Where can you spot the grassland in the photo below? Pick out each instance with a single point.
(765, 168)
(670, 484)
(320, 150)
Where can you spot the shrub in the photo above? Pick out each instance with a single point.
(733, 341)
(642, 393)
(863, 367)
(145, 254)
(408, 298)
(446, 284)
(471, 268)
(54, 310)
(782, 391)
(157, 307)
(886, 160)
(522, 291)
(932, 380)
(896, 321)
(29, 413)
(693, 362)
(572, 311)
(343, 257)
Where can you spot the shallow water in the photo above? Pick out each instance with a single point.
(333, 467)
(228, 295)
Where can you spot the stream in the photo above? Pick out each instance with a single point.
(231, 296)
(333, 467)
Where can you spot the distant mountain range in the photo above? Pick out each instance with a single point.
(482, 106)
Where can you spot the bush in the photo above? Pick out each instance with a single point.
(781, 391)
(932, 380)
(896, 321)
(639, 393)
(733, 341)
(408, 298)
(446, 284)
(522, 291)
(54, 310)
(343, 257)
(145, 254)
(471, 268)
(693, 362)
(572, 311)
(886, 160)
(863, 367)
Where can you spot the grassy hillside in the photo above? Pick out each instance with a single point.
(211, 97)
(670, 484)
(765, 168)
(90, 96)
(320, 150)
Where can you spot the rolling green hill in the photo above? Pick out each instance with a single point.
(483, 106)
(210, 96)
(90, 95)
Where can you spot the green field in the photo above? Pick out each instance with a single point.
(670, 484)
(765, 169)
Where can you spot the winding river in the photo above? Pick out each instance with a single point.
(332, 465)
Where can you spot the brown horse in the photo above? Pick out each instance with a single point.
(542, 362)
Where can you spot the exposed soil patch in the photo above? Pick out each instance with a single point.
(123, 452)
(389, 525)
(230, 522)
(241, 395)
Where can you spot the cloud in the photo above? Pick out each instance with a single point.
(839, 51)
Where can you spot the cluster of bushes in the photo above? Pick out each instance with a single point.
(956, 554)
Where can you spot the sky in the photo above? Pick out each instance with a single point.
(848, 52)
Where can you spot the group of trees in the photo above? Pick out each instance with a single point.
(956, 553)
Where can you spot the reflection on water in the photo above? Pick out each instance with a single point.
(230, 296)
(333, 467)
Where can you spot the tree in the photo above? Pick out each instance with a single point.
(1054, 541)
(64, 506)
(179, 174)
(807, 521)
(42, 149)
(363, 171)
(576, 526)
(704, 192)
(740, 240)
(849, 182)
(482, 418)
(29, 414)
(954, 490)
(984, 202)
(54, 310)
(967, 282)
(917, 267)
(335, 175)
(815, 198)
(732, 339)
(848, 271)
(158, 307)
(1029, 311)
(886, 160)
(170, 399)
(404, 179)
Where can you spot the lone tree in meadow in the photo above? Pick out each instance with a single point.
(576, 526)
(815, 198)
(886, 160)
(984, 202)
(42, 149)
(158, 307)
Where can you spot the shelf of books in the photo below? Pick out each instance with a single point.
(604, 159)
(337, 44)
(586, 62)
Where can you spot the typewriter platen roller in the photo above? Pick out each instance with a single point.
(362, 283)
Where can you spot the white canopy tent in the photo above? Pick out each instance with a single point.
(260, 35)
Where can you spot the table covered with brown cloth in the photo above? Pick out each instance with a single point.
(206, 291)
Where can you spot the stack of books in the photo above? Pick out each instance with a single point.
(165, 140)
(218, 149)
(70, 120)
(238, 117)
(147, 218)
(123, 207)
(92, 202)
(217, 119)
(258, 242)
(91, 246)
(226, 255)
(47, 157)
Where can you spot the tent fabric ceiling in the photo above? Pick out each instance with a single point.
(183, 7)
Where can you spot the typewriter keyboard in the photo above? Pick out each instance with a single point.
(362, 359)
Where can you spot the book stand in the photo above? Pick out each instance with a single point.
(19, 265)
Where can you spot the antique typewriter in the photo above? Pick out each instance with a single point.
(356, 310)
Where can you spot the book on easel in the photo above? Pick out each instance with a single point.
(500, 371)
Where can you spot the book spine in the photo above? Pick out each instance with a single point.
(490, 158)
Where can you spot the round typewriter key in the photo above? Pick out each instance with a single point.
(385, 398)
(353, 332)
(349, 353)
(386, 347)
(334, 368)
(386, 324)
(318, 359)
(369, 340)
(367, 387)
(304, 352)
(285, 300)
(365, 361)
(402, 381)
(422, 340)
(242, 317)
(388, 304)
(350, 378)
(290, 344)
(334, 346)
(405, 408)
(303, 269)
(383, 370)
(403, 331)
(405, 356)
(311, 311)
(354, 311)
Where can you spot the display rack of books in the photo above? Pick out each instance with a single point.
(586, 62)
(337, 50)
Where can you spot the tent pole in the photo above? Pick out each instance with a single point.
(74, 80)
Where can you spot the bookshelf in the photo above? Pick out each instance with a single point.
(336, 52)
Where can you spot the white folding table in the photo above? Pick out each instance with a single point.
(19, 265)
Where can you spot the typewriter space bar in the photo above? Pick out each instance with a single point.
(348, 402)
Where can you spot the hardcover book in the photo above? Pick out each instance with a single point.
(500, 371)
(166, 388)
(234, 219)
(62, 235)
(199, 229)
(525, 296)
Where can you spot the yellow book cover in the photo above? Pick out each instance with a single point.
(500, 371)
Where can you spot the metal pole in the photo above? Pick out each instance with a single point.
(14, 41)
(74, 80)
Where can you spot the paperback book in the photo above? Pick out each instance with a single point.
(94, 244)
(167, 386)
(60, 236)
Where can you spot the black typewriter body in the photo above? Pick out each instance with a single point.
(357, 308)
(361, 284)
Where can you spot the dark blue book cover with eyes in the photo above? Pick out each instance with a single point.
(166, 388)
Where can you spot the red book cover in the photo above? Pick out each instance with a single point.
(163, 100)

▶ **PROBLEM DETAILS**
Beginning at the line that contains "Where can you spot the book stand", retype each line of the listing up to and including the last one, exactly as it stands, and nothing else.

▶ **SOLUTION FOR THIS TASK**
Where can you spot the book stand in the photo above? Pick out each instance with a single point.
(19, 265)
Where can you spot the antique typewriter in the photo above? Pick out each instance with a single point.
(356, 310)
Where can you spot the book on easel in the photo above? Pick out each instance with a single point.
(500, 371)
Where can you spot the book spine in the photo above? Pick out each instance with a single point.
(490, 158)
Where can you spot the round typewriter key in the photo above? Pick out each instance with a single point.
(385, 398)
(353, 332)
(349, 353)
(386, 347)
(334, 368)
(386, 324)
(318, 359)
(369, 340)
(367, 387)
(304, 352)
(285, 300)
(365, 361)
(402, 381)
(422, 340)
(242, 317)
(388, 304)
(350, 378)
(290, 344)
(334, 346)
(405, 408)
(303, 269)
(383, 370)
(403, 331)
(405, 356)
(311, 311)
(354, 311)
Where can you spot the display rack of books in the photo above? Pick out each instance with a single point.
(586, 62)
(337, 50)
Where can you spot the tent pole in the photo above? Pick out each instance with a single point.
(74, 80)
Where can you spot the bookshelf in the photo above? Pick out each instance with a single point.
(336, 52)
Where can you spot the white folding table in the photo above? Pick out each instance with a single point.
(19, 265)
Where can you spot the typewriter space bar in the photo above? Pick out each instance with a single point.
(348, 402)
Where can you spot the hardcover book in the photo above? Pick out each instance with a single point.
(500, 371)
(166, 388)
(234, 219)
(62, 235)
(199, 229)
(525, 296)
Where can you spot the yellow book cover in the photo above? Pick out each instance with a single point.
(500, 371)
Where can you spot the metal pole in the photo above? Pick out each instance with a single point.
(14, 41)
(74, 80)
Where can you spot the paperback book in the photo above? Pick out each instance with a single point.
(94, 244)
(167, 386)
(60, 236)
Where can you spot the black typewriter body in the photo above? Pick out each instance with a single point.
(357, 308)
(361, 284)
Where can you spot the dark blue book cover with eyes in the photo above? Pick out each instance with a single point.
(166, 388)
Where can you spot the red book cover in the photo above? Pick out each instance with a single point.
(163, 100)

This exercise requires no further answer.